[[ Dataset records, beginning ]]

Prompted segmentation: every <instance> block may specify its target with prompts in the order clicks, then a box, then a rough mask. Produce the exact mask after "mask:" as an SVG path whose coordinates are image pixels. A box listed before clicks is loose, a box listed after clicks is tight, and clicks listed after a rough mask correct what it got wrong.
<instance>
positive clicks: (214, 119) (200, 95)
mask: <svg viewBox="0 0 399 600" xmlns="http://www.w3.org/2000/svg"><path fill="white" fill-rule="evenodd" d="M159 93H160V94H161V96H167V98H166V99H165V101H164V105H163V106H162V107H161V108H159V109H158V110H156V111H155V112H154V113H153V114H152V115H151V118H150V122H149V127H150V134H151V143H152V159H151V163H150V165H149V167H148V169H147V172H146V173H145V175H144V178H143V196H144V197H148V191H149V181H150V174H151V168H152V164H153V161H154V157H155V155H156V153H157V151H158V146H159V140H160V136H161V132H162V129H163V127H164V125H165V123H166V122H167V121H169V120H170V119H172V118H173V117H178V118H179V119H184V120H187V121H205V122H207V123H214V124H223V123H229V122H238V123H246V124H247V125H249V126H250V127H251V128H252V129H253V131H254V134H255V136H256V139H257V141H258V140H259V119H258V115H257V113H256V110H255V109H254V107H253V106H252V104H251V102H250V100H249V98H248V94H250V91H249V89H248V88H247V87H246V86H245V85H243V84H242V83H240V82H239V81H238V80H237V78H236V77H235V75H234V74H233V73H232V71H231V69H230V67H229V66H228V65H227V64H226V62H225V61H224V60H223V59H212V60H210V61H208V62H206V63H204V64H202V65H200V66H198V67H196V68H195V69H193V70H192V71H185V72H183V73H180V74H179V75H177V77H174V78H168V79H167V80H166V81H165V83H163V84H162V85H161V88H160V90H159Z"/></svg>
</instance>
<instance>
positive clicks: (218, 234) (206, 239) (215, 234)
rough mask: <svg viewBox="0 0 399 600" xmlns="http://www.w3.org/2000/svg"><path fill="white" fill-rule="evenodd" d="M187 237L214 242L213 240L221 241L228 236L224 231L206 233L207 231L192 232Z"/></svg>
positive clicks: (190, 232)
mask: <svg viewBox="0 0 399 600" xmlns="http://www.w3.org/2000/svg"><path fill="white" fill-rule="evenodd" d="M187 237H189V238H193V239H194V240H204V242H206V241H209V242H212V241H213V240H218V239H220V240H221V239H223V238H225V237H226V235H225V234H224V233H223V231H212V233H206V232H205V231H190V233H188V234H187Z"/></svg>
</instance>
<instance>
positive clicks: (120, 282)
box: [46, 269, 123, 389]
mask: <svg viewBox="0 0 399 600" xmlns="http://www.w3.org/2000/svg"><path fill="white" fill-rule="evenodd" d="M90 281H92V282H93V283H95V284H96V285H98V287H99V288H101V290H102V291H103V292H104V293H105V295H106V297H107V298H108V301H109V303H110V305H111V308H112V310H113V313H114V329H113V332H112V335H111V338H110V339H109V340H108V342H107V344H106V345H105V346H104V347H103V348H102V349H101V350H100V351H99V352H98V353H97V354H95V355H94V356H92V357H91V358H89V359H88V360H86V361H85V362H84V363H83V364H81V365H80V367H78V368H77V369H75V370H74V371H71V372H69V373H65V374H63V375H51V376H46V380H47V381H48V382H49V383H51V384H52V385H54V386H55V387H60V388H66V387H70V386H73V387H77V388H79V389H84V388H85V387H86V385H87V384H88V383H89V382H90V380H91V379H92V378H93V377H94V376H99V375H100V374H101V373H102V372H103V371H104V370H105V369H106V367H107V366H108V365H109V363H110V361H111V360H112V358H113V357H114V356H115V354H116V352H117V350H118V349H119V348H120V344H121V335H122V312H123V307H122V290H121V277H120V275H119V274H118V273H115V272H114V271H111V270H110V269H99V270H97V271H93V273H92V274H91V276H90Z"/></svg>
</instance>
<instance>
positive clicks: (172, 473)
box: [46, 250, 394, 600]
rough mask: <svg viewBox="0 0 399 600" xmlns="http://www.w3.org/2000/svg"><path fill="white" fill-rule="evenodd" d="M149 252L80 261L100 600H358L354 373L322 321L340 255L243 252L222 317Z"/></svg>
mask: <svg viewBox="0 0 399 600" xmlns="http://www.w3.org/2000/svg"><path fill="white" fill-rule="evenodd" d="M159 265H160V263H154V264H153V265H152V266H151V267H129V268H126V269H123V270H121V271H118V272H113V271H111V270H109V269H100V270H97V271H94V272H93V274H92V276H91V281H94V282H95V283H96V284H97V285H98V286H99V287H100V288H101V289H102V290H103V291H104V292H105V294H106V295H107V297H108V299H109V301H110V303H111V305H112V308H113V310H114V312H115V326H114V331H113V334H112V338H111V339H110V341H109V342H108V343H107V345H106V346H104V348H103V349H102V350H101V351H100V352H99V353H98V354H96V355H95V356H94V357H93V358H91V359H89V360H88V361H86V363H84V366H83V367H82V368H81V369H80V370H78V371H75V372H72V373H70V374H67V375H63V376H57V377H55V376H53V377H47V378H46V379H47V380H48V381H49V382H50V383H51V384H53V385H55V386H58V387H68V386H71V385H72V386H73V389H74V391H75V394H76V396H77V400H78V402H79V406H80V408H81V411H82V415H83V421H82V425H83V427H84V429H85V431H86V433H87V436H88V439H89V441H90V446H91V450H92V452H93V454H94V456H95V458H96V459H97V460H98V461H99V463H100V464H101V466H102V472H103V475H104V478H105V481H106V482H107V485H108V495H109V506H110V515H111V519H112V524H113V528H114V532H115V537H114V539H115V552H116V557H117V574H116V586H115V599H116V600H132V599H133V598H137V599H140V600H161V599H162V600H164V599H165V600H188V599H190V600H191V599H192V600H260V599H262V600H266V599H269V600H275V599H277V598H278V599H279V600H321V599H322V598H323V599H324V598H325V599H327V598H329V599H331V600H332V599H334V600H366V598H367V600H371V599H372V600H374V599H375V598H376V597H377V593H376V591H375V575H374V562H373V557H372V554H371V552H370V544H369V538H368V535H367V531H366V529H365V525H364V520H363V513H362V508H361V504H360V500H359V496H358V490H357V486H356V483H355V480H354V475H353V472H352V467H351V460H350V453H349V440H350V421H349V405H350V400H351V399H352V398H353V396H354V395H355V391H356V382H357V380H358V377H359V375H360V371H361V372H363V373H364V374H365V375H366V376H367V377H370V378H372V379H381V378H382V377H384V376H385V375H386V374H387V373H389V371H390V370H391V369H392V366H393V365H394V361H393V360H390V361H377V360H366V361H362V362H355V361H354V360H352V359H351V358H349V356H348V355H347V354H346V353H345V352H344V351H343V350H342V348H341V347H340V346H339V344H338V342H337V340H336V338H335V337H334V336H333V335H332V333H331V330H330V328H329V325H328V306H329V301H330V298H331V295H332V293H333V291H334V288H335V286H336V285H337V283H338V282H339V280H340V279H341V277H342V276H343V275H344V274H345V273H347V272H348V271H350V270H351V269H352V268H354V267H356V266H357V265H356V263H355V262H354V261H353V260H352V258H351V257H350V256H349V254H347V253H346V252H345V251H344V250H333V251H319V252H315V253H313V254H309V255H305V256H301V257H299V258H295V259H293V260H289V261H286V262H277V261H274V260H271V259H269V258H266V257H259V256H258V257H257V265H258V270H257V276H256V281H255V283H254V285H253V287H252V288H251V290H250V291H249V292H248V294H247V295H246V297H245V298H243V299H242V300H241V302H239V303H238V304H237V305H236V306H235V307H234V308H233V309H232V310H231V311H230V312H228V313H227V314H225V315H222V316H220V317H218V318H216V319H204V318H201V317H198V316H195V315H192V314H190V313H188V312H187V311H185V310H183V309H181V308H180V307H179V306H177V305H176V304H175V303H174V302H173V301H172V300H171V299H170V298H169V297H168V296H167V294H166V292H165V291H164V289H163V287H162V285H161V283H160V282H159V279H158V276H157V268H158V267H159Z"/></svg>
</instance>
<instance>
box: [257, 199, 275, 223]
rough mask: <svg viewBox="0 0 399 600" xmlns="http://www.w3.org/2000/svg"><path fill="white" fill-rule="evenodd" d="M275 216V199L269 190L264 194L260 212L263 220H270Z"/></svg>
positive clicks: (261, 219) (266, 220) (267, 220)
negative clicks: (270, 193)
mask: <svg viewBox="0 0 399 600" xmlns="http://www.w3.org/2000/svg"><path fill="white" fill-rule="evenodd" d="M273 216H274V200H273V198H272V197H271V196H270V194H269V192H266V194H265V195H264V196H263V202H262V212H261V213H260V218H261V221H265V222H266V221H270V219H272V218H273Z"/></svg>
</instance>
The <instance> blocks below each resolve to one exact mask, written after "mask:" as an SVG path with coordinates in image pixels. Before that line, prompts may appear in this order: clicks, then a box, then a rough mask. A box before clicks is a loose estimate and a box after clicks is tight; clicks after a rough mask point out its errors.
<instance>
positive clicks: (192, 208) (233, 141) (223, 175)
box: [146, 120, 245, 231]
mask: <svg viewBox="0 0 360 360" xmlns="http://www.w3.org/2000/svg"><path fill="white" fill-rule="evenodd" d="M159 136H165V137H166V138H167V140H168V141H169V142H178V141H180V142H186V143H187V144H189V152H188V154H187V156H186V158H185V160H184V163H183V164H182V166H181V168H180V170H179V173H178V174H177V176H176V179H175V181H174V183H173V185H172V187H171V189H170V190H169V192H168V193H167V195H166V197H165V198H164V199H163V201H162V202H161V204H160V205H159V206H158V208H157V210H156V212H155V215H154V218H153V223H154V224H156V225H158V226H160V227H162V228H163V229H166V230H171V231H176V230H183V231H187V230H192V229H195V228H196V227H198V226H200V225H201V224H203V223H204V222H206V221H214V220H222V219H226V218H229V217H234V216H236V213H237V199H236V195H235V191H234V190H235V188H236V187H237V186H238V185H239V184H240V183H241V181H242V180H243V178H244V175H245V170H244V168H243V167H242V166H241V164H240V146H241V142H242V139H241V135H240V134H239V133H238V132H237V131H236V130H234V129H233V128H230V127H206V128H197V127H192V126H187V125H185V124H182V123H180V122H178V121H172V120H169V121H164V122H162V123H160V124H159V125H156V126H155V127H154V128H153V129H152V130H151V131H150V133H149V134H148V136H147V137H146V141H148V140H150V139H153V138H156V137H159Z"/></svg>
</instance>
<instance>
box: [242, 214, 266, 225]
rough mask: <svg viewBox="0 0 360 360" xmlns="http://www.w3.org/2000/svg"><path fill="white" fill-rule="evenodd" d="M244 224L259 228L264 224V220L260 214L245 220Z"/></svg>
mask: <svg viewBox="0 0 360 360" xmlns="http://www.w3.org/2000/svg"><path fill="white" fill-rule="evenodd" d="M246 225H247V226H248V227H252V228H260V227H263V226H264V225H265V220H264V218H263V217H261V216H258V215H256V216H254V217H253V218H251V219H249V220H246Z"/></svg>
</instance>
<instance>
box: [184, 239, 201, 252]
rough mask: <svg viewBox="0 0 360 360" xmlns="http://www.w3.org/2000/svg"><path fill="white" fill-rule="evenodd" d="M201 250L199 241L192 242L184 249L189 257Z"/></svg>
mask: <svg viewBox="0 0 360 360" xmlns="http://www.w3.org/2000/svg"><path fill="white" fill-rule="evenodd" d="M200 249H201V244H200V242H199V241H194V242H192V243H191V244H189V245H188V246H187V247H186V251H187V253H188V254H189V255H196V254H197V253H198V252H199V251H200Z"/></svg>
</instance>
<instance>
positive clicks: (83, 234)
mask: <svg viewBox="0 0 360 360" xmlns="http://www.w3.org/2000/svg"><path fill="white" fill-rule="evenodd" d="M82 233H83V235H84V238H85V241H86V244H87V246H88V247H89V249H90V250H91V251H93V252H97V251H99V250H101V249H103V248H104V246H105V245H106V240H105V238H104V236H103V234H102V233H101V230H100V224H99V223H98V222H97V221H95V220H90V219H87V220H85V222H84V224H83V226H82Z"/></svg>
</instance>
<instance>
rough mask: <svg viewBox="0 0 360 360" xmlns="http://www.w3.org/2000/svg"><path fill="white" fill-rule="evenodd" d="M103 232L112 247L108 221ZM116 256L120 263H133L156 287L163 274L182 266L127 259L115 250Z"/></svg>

[[ Dataset records, end ]]
[[ Dataset records, beginning ]]

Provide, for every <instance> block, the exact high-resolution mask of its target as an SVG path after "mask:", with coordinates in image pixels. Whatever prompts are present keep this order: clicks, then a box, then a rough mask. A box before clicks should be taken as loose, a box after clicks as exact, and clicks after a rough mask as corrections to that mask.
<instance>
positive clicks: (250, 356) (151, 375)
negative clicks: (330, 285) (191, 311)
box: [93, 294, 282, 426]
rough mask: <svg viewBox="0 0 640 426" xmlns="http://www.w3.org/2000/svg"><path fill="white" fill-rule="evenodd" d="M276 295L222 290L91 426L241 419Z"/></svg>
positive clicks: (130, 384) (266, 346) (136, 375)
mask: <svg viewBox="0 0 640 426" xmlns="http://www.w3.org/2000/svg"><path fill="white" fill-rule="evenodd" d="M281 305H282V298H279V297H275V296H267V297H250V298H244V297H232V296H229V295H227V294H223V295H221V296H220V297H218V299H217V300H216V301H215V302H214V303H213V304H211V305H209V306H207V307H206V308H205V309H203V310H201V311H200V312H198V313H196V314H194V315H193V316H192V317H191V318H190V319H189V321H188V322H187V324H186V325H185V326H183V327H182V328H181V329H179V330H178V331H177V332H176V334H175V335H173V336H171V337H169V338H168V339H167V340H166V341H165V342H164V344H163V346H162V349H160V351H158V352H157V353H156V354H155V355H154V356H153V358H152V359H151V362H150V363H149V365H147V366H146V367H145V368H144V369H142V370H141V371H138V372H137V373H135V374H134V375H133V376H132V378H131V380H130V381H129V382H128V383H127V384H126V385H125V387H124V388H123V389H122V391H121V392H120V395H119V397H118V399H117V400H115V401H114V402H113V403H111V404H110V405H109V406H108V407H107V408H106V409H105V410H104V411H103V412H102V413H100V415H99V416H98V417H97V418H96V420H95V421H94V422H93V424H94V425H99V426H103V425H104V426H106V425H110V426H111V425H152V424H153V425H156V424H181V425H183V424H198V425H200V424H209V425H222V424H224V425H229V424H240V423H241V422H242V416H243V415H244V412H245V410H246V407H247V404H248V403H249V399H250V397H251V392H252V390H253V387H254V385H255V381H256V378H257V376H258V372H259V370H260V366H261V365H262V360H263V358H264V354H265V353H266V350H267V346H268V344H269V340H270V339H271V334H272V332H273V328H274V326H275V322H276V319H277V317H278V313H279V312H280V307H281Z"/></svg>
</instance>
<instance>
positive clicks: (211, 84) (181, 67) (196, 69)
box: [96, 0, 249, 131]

[[ Dataset records, end ]]
[[ Dataset records, beginning ]]

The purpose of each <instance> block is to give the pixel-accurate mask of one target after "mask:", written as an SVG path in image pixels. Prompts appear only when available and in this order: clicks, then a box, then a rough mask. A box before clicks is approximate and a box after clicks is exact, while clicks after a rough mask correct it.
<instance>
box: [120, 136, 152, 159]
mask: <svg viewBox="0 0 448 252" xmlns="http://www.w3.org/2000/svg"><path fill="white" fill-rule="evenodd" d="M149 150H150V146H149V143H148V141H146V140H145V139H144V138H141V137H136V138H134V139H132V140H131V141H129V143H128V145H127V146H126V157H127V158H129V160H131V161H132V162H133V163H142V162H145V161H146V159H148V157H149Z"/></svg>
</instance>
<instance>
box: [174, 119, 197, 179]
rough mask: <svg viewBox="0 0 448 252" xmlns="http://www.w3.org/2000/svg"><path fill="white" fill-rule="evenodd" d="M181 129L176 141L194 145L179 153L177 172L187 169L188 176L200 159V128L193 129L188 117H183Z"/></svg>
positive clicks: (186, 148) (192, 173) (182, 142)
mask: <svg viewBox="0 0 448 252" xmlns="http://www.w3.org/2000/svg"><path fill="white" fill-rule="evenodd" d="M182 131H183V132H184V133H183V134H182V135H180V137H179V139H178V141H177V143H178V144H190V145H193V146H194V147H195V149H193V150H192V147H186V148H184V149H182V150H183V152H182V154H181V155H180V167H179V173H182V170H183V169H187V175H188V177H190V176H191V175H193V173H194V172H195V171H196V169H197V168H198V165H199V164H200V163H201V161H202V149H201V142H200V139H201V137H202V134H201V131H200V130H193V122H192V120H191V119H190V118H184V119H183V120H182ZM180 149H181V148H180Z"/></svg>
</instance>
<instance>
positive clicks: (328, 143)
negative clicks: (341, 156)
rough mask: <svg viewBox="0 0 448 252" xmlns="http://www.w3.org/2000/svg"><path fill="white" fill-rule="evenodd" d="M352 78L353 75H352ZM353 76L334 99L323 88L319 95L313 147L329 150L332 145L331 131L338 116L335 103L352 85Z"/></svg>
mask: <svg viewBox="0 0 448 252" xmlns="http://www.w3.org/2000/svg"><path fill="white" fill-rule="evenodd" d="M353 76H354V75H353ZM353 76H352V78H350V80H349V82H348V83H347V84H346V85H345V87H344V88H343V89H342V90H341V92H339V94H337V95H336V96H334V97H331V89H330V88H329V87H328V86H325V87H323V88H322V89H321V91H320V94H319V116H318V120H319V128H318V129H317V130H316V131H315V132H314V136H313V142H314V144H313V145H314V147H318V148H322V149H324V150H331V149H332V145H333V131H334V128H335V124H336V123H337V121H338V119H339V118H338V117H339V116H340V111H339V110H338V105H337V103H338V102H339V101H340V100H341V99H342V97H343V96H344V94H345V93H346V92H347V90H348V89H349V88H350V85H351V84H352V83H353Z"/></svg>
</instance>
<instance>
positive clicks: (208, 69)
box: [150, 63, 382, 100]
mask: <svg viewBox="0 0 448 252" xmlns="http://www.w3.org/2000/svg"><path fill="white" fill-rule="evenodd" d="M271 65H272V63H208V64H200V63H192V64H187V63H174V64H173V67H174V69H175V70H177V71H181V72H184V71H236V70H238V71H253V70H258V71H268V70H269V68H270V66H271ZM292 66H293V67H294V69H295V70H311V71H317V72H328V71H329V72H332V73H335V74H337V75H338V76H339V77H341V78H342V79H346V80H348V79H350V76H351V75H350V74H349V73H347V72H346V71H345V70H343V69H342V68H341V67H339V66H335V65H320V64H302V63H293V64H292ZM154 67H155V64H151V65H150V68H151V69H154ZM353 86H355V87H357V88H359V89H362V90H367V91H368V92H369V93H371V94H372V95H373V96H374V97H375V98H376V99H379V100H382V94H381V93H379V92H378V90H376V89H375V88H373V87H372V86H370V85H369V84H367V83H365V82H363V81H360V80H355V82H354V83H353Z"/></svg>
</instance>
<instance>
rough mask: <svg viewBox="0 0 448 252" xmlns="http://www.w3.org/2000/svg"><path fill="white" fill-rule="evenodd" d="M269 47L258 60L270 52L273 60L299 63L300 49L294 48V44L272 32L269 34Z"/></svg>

[[ Dataset records, end ]]

**The problem**
Write out exactly the lines above from the line with "Provide, for every" through the line with "positive clicks: (250, 356) (151, 375)", both of them included, and leave out all other lines.

**Your solution**
Provide, for every <instance> block, the exact high-resolution mask of its target as an SVG path after "mask:", with coordinates in image pixels. Whatever prompts are present keep this order: clicks, then a box, then a rough mask. A box before clicks should be taken as loose, a box after clicks as exact, and clicks after a rough mask as corrections to that mask.
<instance>
positive clicks: (250, 356) (151, 375)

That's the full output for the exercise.